**Task description:**
Could you copy the entries below, swapping "Find" for "Locate" everywhere and changing nothing else, with the pictures left out of your copy?

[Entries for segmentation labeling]

start

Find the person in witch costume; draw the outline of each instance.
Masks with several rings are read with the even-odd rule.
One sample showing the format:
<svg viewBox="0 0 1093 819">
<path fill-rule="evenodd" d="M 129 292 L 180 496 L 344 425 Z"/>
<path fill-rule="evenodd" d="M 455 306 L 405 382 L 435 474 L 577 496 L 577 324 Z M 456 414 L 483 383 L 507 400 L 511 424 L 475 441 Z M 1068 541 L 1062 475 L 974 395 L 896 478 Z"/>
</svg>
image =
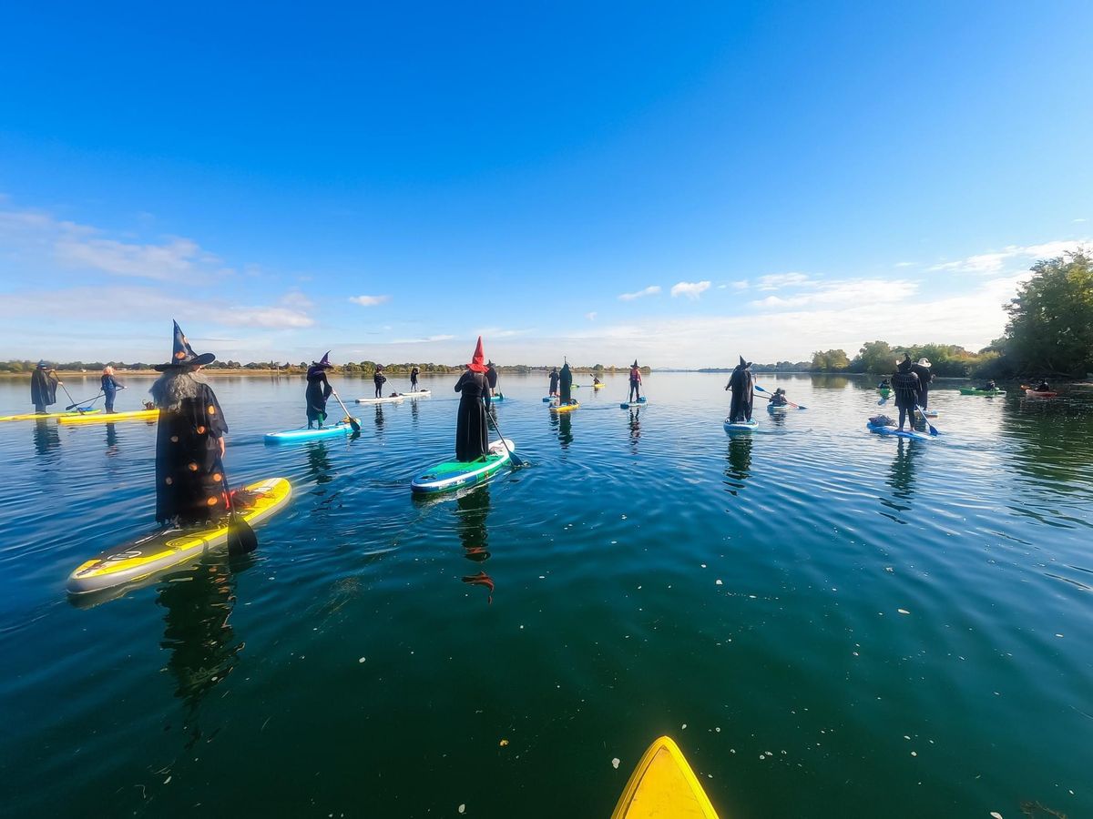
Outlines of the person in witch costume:
<svg viewBox="0 0 1093 819">
<path fill-rule="evenodd" d="M 34 412 L 38 415 L 49 412 L 46 407 L 57 403 L 57 388 L 60 383 L 57 370 L 45 361 L 38 361 L 38 366 L 31 373 L 31 403 L 34 404 Z"/>
<path fill-rule="evenodd" d="M 307 391 L 304 400 L 307 402 L 307 428 L 313 429 L 318 423 L 322 429 L 322 423 L 327 419 L 327 399 L 333 388 L 327 381 L 327 370 L 332 370 L 334 366 L 330 364 L 330 351 L 328 349 L 321 360 L 312 361 L 307 368 Z"/>
<path fill-rule="evenodd" d="M 755 376 L 751 371 L 751 361 L 740 356 L 740 364 L 729 376 L 726 390 L 732 390 L 732 401 L 729 402 L 729 423 L 740 424 L 751 420 L 752 406 L 755 403 Z"/>
<path fill-rule="evenodd" d="M 563 361 L 562 364 L 562 376 L 559 378 L 559 384 L 561 385 L 561 392 L 559 393 L 557 403 L 572 404 L 573 403 L 573 370 L 569 369 L 569 363 Z"/>
<path fill-rule="evenodd" d="M 209 525 L 227 513 L 221 459 L 227 424 L 212 388 L 197 372 L 216 360 L 193 352 L 175 322 L 174 354 L 155 369 L 149 391 L 160 408 L 155 438 L 155 519 L 178 526 Z"/>
<path fill-rule="evenodd" d="M 490 451 L 490 429 L 486 412 L 490 403 L 490 381 L 486 379 L 482 336 L 479 336 L 474 356 L 463 375 L 456 382 L 459 415 L 456 418 L 456 460 L 477 461 Z"/>
</svg>

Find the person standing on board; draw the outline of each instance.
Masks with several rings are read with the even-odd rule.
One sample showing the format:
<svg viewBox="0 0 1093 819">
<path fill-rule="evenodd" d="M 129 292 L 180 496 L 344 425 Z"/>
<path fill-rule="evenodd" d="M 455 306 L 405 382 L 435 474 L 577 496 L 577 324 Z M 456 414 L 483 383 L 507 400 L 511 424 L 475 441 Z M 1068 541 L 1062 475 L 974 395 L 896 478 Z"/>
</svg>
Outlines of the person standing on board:
<svg viewBox="0 0 1093 819">
<path fill-rule="evenodd" d="M 45 361 L 38 361 L 38 366 L 31 373 L 31 402 L 34 404 L 34 412 L 45 415 L 49 412 L 46 407 L 57 403 L 57 388 L 62 381 L 57 378 L 57 370 L 47 366 Z"/>
<path fill-rule="evenodd" d="M 106 413 L 107 415 L 114 414 L 114 399 L 118 394 L 118 390 L 126 389 L 124 384 L 119 383 L 114 377 L 114 368 L 109 365 L 103 367 L 103 399 L 106 401 Z"/>
<path fill-rule="evenodd" d="M 733 368 L 725 389 L 732 390 L 732 400 L 729 402 L 729 423 L 750 422 L 752 407 L 755 403 L 755 376 L 751 371 L 751 361 L 745 361 L 744 357 L 740 356 L 740 364 Z"/>
<path fill-rule="evenodd" d="M 565 361 L 562 365 L 562 376 L 559 379 L 562 385 L 562 391 L 557 400 L 559 406 L 564 404 L 573 403 L 573 371 L 569 369 L 569 363 Z"/>
<path fill-rule="evenodd" d="M 933 373 L 930 372 L 929 358 L 919 358 L 918 364 L 910 365 L 910 371 L 918 376 L 918 405 L 924 410 L 927 407 L 930 401 L 930 381 L 933 380 Z"/>
<path fill-rule="evenodd" d="M 322 429 L 322 423 L 327 419 L 327 399 L 333 392 L 330 382 L 327 381 L 327 370 L 332 370 L 334 366 L 330 364 L 330 351 L 328 349 L 321 360 L 312 361 L 307 368 L 307 390 L 304 392 L 304 401 L 307 402 L 307 428 L 314 429 L 318 423 Z"/>
<path fill-rule="evenodd" d="M 497 368 L 493 361 L 485 366 L 485 380 L 490 384 L 490 397 L 497 394 Z"/>
<path fill-rule="evenodd" d="M 490 429 L 486 422 L 490 382 L 485 377 L 484 360 L 480 335 L 471 363 L 456 382 L 456 392 L 460 393 L 459 415 L 456 417 L 457 461 L 477 461 L 490 451 Z"/>
<path fill-rule="evenodd" d="M 630 399 L 634 403 L 642 397 L 642 370 L 637 366 L 637 359 L 630 366 Z"/>
<path fill-rule="evenodd" d="M 154 368 L 163 373 L 149 390 L 160 408 L 155 519 L 163 524 L 208 525 L 227 513 L 220 466 L 227 423 L 212 388 L 197 375 L 215 360 L 212 353 L 195 353 L 176 321 L 174 354 Z"/>
<path fill-rule="evenodd" d="M 915 426 L 915 404 L 918 403 L 918 376 L 912 369 L 910 356 L 905 355 L 898 363 L 897 371 L 892 376 L 892 391 L 895 393 L 895 405 L 900 407 L 900 431 L 910 416 L 910 426 Z"/>
</svg>

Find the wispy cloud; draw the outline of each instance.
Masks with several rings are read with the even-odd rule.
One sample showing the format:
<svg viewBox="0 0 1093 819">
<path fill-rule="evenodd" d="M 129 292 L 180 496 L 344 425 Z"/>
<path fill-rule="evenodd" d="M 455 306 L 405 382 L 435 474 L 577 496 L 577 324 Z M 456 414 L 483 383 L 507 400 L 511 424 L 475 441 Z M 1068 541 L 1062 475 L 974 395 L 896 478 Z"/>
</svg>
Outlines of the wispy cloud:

end

**Task result:**
Locate the person in witch costume; draw the outline of each instance.
Masks with several rings are read with the even-odd rule.
One sample showing the format:
<svg viewBox="0 0 1093 819">
<path fill-rule="evenodd" d="M 129 292 L 180 496 L 344 425 Z"/>
<path fill-rule="evenodd" d="M 455 306 L 405 382 L 435 474 L 577 496 L 577 324 Z M 456 414 L 483 383 L 507 400 L 511 424 L 475 441 Z M 1068 541 L 1062 475 L 974 395 L 896 478 Z"/>
</svg>
image =
Outlines of the person in witch costume:
<svg viewBox="0 0 1093 819">
<path fill-rule="evenodd" d="M 34 412 L 38 415 L 49 412 L 46 407 L 57 403 L 57 388 L 60 383 L 57 370 L 45 361 L 38 361 L 38 366 L 31 373 L 31 403 L 34 404 Z"/>
<path fill-rule="evenodd" d="M 307 391 L 304 400 L 307 402 L 307 428 L 313 429 L 318 423 L 322 429 L 322 423 L 327 419 L 327 399 L 333 388 L 327 381 L 327 370 L 332 370 L 334 366 L 330 364 L 330 351 L 328 349 L 321 360 L 312 361 L 307 368 Z"/>
<path fill-rule="evenodd" d="M 755 376 L 751 371 L 751 361 L 740 356 L 740 364 L 729 376 L 726 390 L 732 390 L 732 401 L 729 402 L 729 423 L 740 424 L 751 420 L 752 406 L 755 403 Z"/>
<path fill-rule="evenodd" d="M 563 361 L 562 364 L 562 376 L 559 378 L 559 384 L 561 385 L 561 392 L 559 393 L 557 403 L 572 404 L 573 403 L 573 370 L 569 369 L 569 363 Z"/>
<path fill-rule="evenodd" d="M 209 525 L 227 513 L 221 459 L 227 424 L 212 388 L 197 372 L 216 360 L 193 352 L 175 322 L 174 354 L 155 369 L 149 391 L 160 408 L 155 438 L 155 519 L 178 526 Z"/>
<path fill-rule="evenodd" d="M 490 451 L 490 429 L 486 412 L 490 403 L 490 381 L 486 379 L 482 336 L 479 336 L 474 356 L 463 375 L 456 382 L 459 415 L 456 418 L 456 460 L 477 461 Z"/>
</svg>

Locate the person standing on board; draw the outline of each instance.
Masks with several rings are read with the even-odd rule.
One sample showing the format:
<svg viewBox="0 0 1093 819">
<path fill-rule="evenodd" d="M 129 292 L 180 496 L 344 425 Z"/>
<path fill-rule="evenodd" d="M 455 306 L 405 382 L 435 474 L 577 496 L 577 324 Z M 456 414 L 483 383 L 507 400 L 511 424 L 475 441 Z M 1068 541 L 1062 475 L 974 395 L 896 478 Z"/>
</svg>
Outlines of the person standing on board:
<svg viewBox="0 0 1093 819">
<path fill-rule="evenodd" d="M 45 361 L 38 361 L 38 366 L 31 373 L 31 402 L 34 404 L 34 412 L 45 415 L 49 412 L 46 407 L 57 403 L 57 388 L 62 381 L 57 378 L 57 370 L 47 366 Z"/>
<path fill-rule="evenodd" d="M 106 413 L 107 415 L 114 414 L 114 399 L 118 394 L 118 390 L 126 389 L 124 384 L 119 383 L 114 377 L 114 368 L 109 365 L 103 367 L 103 399 L 106 401 Z"/>
<path fill-rule="evenodd" d="M 733 368 L 725 389 L 732 390 L 732 400 L 729 402 L 729 423 L 750 422 L 752 407 L 755 403 L 755 376 L 751 371 L 751 361 L 745 361 L 744 357 L 740 356 L 740 364 Z"/>
<path fill-rule="evenodd" d="M 565 361 L 562 365 L 562 376 L 559 379 L 562 385 L 562 391 L 557 400 L 559 406 L 564 404 L 573 403 L 573 371 L 569 369 L 569 363 Z"/>
<path fill-rule="evenodd" d="M 933 373 L 930 372 L 929 358 L 919 358 L 918 364 L 910 365 L 910 371 L 918 376 L 918 405 L 924 410 L 927 407 L 930 401 L 930 381 L 933 380 Z"/>
<path fill-rule="evenodd" d="M 322 429 L 322 423 L 327 419 L 327 399 L 333 392 L 330 382 L 327 381 L 327 370 L 332 370 L 334 366 L 330 364 L 330 351 L 328 349 L 321 360 L 312 361 L 307 368 L 307 390 L 304 392 L 304 401 L 307 402 L 307 428 L 314 429 L 318 423 Z"/>
<path fill-rule="evenodd" d="M 497 368 L 493 361 L 485 366 L 485 380 L 490 384 L 490 397 L 497 394 Z"/>
<path fill-rule="evenodd" d="M 490 429 L 486 422 L 490 382 L 485 377 L 484 360 L 480 335 L 471 363 L 456 382 L 456 392 L 460 393 L 459 415 L 456 417 L 457 461 L 477 461 L 490 451 Z"/>
<path fill-rule="evenodd" d="M 630 399 L 634 403 L 642 397 L 642 370 L 637 366 L 637 359 L 630 366 Z"/>
<path fill-rule="evenodd" d="M 154 368 L 163 373 L 149 390 L 160 408 L 155 519 L 163 524 L 208 525 L 227 513 L 220 466 L 227 423 L 212 388 L 197 375 L 215 360 L 212 353 L 195 353 L 176 321 L 174 354 Z"/>
<path fill-rule="evenodd" d="M 915 426 L 915 404 L 918 403 L 918 376 L 912 369 L 910 356 L 905 355 L 898 363 L 897 371 L 892 376 L 892 391 L 895 393 L 895 405 L 900 407 L 900 431 L 910 416 L 910 426 Z"/>
</svg>

Locate the wispy cloud; draw the outline of each instance.
Masks with several rings are read with the even-odd rule.
One sample showing the format:
<svg viewBox="0 0 1093 819">
<path fill-rule="evenodd" d="M 129 292 L 180 496 L 344 425 Z"/>
<path fill-rule="evenodd" d="M 455 306 L 405 382 L 435 474 L 577 496 L 577 324 Z M 456 414 L 483 383 L 507 400 L 511 424 L 475 441 Z M 1068 541 L 1062 475 L 974 395 L 896 478 Z"/>
</svg>
Outlines of the wispy cloud:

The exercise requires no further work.